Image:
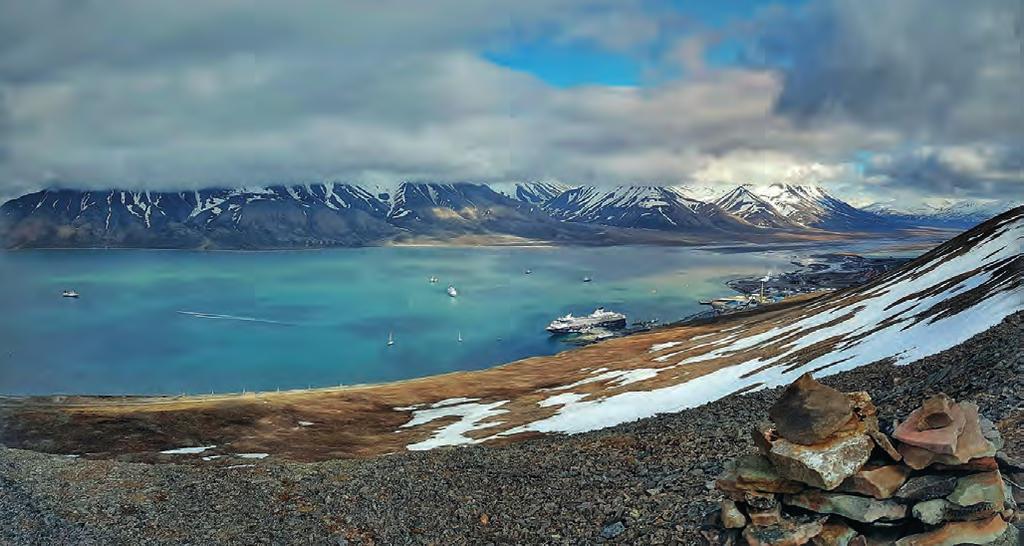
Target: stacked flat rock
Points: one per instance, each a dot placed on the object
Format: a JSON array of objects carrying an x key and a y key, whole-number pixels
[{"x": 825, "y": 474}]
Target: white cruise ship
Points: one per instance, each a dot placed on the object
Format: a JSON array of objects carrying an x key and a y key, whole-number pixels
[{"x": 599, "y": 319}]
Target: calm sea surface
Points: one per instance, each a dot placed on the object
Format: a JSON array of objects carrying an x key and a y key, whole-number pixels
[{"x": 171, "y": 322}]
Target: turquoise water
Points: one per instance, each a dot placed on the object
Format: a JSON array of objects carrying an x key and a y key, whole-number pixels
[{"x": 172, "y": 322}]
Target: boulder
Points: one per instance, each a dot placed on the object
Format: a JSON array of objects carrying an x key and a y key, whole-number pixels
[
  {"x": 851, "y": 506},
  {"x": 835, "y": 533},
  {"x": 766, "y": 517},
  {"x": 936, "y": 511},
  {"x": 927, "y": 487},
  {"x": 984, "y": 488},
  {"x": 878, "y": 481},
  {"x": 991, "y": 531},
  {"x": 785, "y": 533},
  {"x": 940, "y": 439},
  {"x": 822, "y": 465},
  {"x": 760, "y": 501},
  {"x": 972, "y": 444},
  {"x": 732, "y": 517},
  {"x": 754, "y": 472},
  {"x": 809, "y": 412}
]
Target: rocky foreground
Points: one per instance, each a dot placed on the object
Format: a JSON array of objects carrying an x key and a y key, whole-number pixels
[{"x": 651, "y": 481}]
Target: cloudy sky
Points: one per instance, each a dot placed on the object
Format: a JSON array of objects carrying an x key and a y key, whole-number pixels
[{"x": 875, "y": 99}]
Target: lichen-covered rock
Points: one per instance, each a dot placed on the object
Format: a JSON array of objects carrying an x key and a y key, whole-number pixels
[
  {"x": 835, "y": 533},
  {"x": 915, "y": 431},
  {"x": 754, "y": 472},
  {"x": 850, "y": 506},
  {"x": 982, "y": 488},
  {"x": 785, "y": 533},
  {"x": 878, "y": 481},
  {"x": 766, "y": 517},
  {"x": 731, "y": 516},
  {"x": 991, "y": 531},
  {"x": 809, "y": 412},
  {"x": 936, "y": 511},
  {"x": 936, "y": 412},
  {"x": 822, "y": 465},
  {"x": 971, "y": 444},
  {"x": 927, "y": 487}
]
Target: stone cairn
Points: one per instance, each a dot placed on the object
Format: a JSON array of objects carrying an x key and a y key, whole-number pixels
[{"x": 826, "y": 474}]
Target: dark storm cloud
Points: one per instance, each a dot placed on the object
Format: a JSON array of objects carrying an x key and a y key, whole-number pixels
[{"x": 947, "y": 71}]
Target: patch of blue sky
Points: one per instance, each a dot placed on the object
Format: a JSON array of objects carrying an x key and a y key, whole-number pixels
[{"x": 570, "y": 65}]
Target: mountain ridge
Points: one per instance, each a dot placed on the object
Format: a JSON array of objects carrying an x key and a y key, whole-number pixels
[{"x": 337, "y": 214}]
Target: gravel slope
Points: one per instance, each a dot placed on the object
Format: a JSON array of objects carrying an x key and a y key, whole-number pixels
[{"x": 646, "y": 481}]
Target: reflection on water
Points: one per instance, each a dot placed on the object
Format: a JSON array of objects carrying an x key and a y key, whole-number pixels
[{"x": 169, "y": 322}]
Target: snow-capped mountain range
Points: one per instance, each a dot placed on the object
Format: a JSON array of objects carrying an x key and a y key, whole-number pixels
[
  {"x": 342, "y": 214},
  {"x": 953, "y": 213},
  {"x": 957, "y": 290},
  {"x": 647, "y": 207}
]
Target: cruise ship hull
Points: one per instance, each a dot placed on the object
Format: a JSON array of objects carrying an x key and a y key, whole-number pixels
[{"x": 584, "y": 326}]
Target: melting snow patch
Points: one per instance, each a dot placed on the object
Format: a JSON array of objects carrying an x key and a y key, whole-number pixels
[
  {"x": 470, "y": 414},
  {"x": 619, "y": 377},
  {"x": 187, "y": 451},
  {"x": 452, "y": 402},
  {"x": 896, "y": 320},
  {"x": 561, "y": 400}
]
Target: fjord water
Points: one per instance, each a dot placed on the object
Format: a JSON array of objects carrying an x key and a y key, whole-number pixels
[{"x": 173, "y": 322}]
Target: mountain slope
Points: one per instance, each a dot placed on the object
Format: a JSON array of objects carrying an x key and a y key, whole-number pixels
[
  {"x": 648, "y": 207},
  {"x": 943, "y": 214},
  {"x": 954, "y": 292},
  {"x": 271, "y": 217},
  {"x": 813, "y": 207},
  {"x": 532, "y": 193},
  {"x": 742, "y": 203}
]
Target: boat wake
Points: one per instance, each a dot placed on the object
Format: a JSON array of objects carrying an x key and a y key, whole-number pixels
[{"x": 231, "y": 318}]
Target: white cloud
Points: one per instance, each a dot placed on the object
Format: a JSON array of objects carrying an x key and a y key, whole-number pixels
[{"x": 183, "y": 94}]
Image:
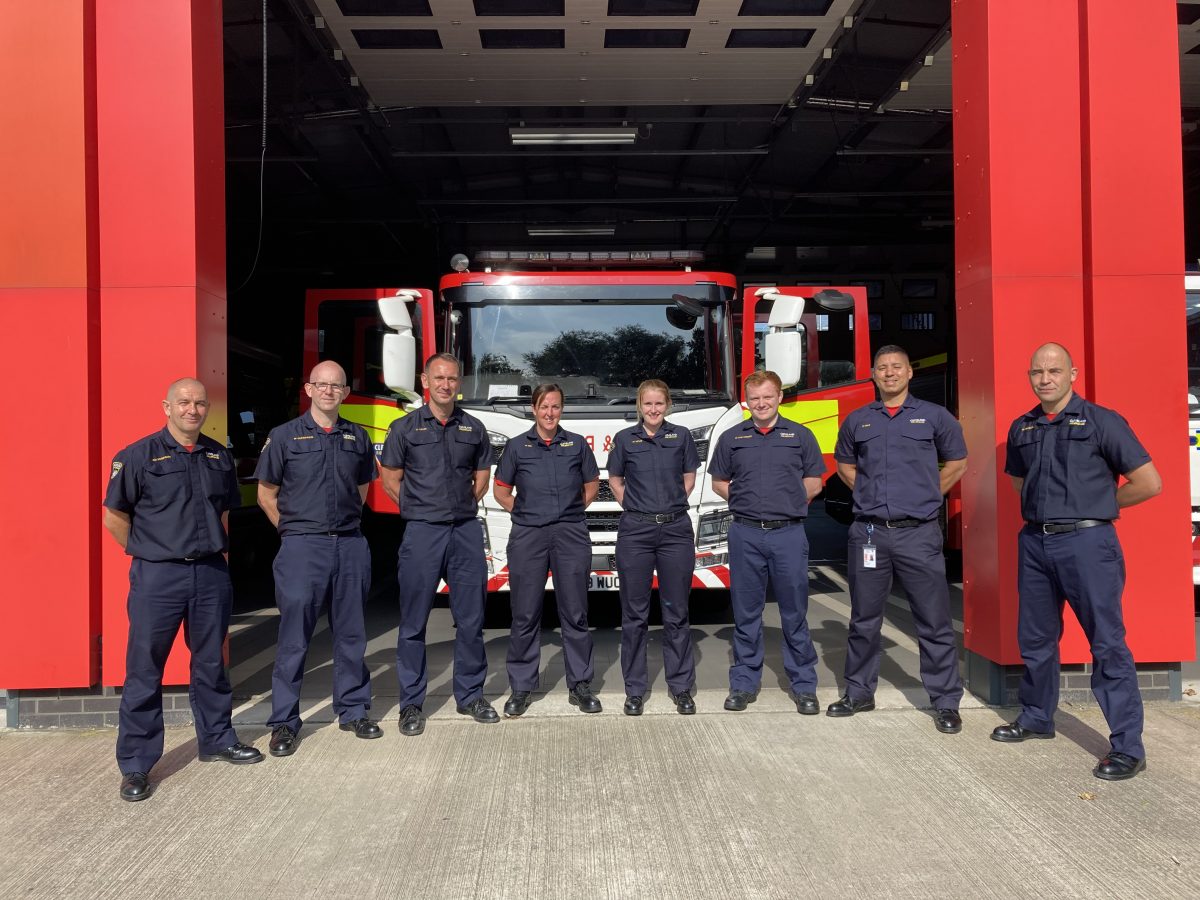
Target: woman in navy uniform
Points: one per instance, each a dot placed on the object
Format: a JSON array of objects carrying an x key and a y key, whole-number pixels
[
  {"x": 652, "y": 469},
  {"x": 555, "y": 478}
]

********

• GOAL: Turn all of the material above into a JSON list of strings, one string for each line, with blank lines dropped. Leave the pictures out.

• RESPONSE TO THIS TASK:
[
  "Image:",
  "Target: stacked flat rock",
  "Points: one per instance, each a dot placed on the object",
  "Format: a JSON array of objects carrying an x key and a y key, whole-number pixels",
  "[{\"x\": 825, \"y\": 474}]",
  "Target: white cruise ship",
  "Points: one per instance, each a dot placed on the object",
  "Format: a JSON array of objects carrying an x key and a y key, whole-number pixels",
  "[{\"x\": 599, \"y\": 319}]",
  "Target: calm sea surface",
  "Points: one per instance, each a dot placed on the object",
  "Format: a JSON array of objects carrying an x key and a y key, whole-number pixels",
  "[{\"x\": 171, \"y\": 322}]",
  "Target: turquoise water",
  "Points: one per instance, each a dot placed on the object",
  "Format: a JSON array of objects carrying an x key and a y key, whole-number pixels",
  "[{\"x\": 172, \"y\": 322}]",
  "Target: boulder",
  "Points: one per instance, each a dot placed on the object",
  "Format: a JSON array of objects carrying an x key and a y key, whole-number pixels",
  "[",
  "  {\"x\": 851, \"y\": 506},",
  "  {\"x\": 835, \"y\": 533},",
  "  {\"x\": 766, \"y\": 517},",
  "  {\"x\": 936, \"y\": 511},",
  "  {\"x\": 927, \"y\": 487},",
  "  {\"x\": 984, \"y\": 488},",
  "  {\"x\": 878, \"y\": 481},",
  "  {\"x\": 991, \"y\": 531},",
  "  {\"x\": 785, \"y\": 533},",
  "  {\"x\": 940, \"y\": 439},",
  "  {\"x\": 822, \"y\": 465},",
  "  {\"x\": 760, \"y\": 501},",
  "  {\"x\": 972, \"y\": 444},",
  "  {\"x\": 732, \"y\": 517},",
  "  {\"x\": 754, \"y\": 472},",
  "  {\"x\": 809, \"y\": 412}",
  "]",
  "Target: rocky foreground",
  "Points: one per instance, each a dot placed on the object",
  "Format: a JSON array of objects carrying an x key and a y key, whole-number pixels",
  "[{\"x\": 651, \"y\": 481}]",
  "Target: cloudy sky",
  "Points: one per instance, each a dot placed on the object",
  "Format: a JSON array of objects carrying an x key and a y key, whole-number pixels",
  "[{\"x\": 875, \"y\": 99}]",
  "Target: lichen-covered rock",
  "Points: one per instance, each a dot placed on the object",
  "Format: a JSON array of objects carrying an x key and a y key, whole-number pixels",
  "[",
  "  {\"x\": 835, \"y\": 533},",
  "  {\"x\": 915, \"y\": 431},",
  "  {\"x\": 754, \"y\": 472},",
  "  {\"x\": 850, \"y\": 506},",
  "  {\"x\": 982, \"y\": 488},",
  "  {\"x\": 785, \"y\": 533},",
  "  {\"x\": 878, \"y\": 481},",
  "  {\"x\": 766, \"y\": 517},",
  "  {\"x\": 731, \"y\": 516},",
  "  {\"x\": 991, \"y\": 531},",
  "  {\"x\": 809, \"y\": 412},",
  "  {\"x\": 936, \"y\": 511},",
  "  {\"x\": 936, \"y\": 412},",
  "  {\"x\": 822, \"y\": 465},",
  "  {\"x\": 971, \"y\": 444},",
  "  {\"x\": 927, \"y\": 487}",
  "]",
  "Target: stone cairn",
  "Points: one per instance, each a dot placed on the object",
  "Format: a JSON array of objects carrying an x key and a y key, whole-number pixels",
  "[{\"x\": 826, \"y\": 474}]",
  "Target: dark storm cloud",
  "Points: one per instance, each a dot placed on the object",
  "Format: a JSON array of objects carrying an x key and a y key, whole-number pixels",
  "[{\"x\": 947, \"y\": 71}]",
  "Target: patch of blue sky",
  "Points: one per instance, each a dot placed on the object",
  "Format: a JSON array of objects carrying an x key and a y key, whole-number pixels",
  "[{\"x\": 570, \"y\": 65}]",
  "Target: mountain ridge",
  "Points: one per instance, each a dot placed on the object",
  "Format: a JSON array of objects carrying an x key and a y key, whole-number pixels",
  "[{\"x\": 337, \"y\": 214}]",
  "Target: gravel slope",
  "Points: one per instance, each a dot placed on the object",
  "Format: a JSON array of objects carrying an x key and a y key, whole-number pixels",
  "[{\"x\": 646, \"y\": 481}]",
  "Target: reflection on water",
  "Points: one per instance, each a dot placed on the object",
  "Format: a JSON array of objects carrying an x key and a y key, whole-number pixels",
  "[{\"x\": 169, \"y\": 322}]",
  "Target: snow-capped mountain range",
  "Points: one per instance, each a dot placed on the object",
  "Format: a JSON array of objects carrying an x key and a y key, whole-number pixels",
  "[",
  "  {\"x\": 342, \"y\": 214},",
  "  {\"x\": 953, \"y\": 213},",
  "  {\"x\": 957, \"y\": 290},",
  "  {\"x\": 647, \"y\": 207}",
  "]",
  "Target: cruise ship hull",
  "Points: one per instance, each a dot placed on the object",
  "Format: a JSON array of objects carrying an x key and a y key, whole-number pixels",
  "[{\"x\": 584, \"y\": 326}]",
  "Target: melting snow patch",
  "Points: one per instance, each a dot placed on the object",
  "Format: a JSON array of objects carrying an x key and a y key, whole-number pixels",
  "[",
  "  {\"x\": 470, \"y\": 414},",
  "  {\"x\": 619, \"y\": 377},",
  "  {\"x\": 187, \"y\": 451},",
  "  {\"x\": 452, \"y\": 402},",
  "  {\"x\": 896, \"y\": 320},",
  "  {\"x\": 561, \"y\": 400}",
  "]",
  "Target: fjord water",
  "Points: one per instance, each a dot placed on the object",
  "Format: a JSON array of objects carrying an x key and a y key, whole-number pixels",
  "[{\"x\": 173, \"y\": 322}]",
  "Target: mountain slope",
  "Points: one per instance, each a dot placed on the object",
  "Format: a JSON array of objects carrying an x key and a y key, whole-number pixels",
  "[",
  "  {\"x\": 648, \"y\": 207},",
  "  {\"x\": 943, \"y\": 214},",
  "  {\"x\": 954, \"y\": 292},",
  "  {\"x\": 271, \"y\": 217},",
  "  {\"x\": 813, \"y\": 207},",
  "  {\"x\": 532, \"y\": 193},",
  "  {\"x\": 742, \"y\": 203}",
  "]",
  "Target: boat wake",
  "Points: one per instance, each a dot placed on the object",
  "Format: a JSON array of objects carrying an x key and a y key, whole-number pixels",
  "[{\"x\": 231, \"y\": 318}]",
  "Target: white cloud",
  "Points: one per instance, each a dot placed on the object",
  "Format: a JSON array of objects carrying an x key and a y key, whole-number pixels",
  "[{\"x\": 183, \"y\": 94}]",
  "Image:",
  "Target: woman in navy uniform",
  "Points: one per instance, each a dot placed on the object",
  "Format: a JSON array of objects carrying an x key and a y key, whole-number pixels",
  "[",
  "  {\"x\": 652, \"y\": 469},",
  "  {\"x\": 555, \"y\": 478}",
  "]"
]